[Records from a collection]
###

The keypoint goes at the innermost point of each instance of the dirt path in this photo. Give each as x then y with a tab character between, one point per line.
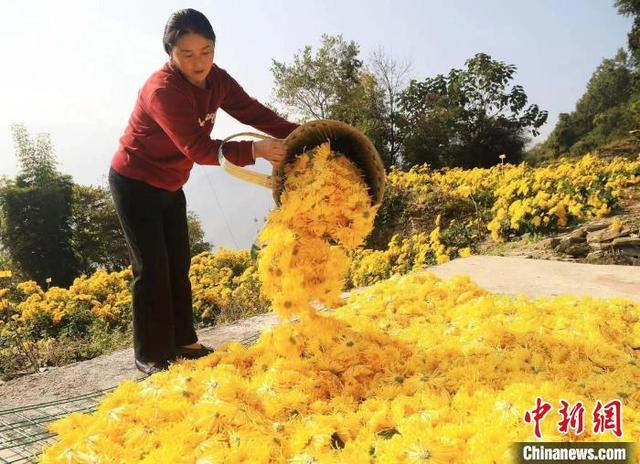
507	275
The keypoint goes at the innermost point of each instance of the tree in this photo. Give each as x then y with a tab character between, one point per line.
36	212
391	76
604	113
468	117
333	84
97	238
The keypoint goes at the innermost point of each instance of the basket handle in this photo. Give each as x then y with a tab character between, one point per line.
243	173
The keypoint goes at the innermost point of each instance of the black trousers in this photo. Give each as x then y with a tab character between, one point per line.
154	222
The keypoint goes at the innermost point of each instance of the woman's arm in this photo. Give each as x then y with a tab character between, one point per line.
176	115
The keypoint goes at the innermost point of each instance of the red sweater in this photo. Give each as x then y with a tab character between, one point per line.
171	123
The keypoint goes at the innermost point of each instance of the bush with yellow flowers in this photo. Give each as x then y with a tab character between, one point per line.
59	325
413	369
225	286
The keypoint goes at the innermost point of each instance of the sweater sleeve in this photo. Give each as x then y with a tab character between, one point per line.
176	115
250	111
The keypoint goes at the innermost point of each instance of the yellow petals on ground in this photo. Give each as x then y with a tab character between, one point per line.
413	369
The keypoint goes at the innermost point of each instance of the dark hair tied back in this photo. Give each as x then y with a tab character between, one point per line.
183	22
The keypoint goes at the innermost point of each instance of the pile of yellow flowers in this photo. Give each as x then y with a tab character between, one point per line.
326	211
414	369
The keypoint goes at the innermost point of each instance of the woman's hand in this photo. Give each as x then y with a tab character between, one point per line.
273	150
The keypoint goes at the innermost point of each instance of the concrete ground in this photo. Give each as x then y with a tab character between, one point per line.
534	277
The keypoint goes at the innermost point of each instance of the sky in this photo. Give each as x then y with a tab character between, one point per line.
73	69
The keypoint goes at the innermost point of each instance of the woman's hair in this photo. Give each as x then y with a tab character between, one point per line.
183	22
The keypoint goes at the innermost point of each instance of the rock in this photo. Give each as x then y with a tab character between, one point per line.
629	251
578	250
607	235
626	241
600	245
577	238
563	245
594	256
579	233
596	226
548	243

###

■ REQUIRED ACTION
Print all records word for word, no images.

■ ANSWER TO THE PROBLEM
The keypoint goes at the innermost point of each instance of the dirt path in this photo. Give each as x then y with a tab character between, one point per line.
507	275
The keypoint goes at the innermost point of each instance of the tree in this photo. Give each as x then y with a tab character between, one point per line.
36	212
391	76
604	113
468	117
333	84
97	238
The keypoint goes at the innermost point of each instance of the basket handle in this photo. Give each as x then y with a tab character between, one point per line.
243	173
The keypoint goes at the innermost point of each instance of the black trousers in this photo. Give each as x then y with a tab character between, one point per line.
154	222
The keypoint goes at the innermost point of each instance of the woman's arm in this photo. Give each as x then y with a tab character between, one point per line.
176	115
The keypoint goes at the innermost point of each instance of the red sweater in this photo. Give each as x then y with a tab character between, one point per line.
171	123
The keypoint goes at the innermost point of each instance of the bush with yellow flowers in this photo. Give each as x then y with a tab character between, one point per line.
59	325
413	369
225	286
The keypoint goes at the innermost point of each instance of the sweater sleeve in this photo. Give each as x then y with a tab character between, one point per line.
176	115
250	111
The keypoint goes at the innermost point of each instance of the yellow petals on ground in this photo. Give each as x then y with a tab character between, one point per line.
413	369
The keypoint goes at the innermost point of each instance of the dark hair tied back in this photo. Give each as x then y with a tab character between, one point per line.
183	22
The keypoint goes at the innermost point of each instance of the pile of yellow flowers in this photo. Give each as x then y with a tab character between, one point per line.
326	211
414	369
The keypoint goes at the innermost point of each instance of the woman's hand in this photo. Give each as x then y with a tab character between, one point per line.
273	150
The keypoint goes at the innermost point of each instance of the concrete ground in this photo. Give each as x then y with a tab character between, one point per line.
534	277
The keypoint goes at the innermost point of each instance of the sky in this photo. Give each as x then y with a tab character between, one point per line.
73	69
The keypoint goes at the innermost point of each instance of the woman's hair in this photo. Give each as x then y with a tab character between, one point per line.
183	22
The keypoint goes at the innermost point of each instance of the rock in this photo. Give each as x then y with a tab character between, one point per line.
629	251
578	250
607	235
626	241
600	245
577	238
563	245
594	256
579	233
596	226
548	243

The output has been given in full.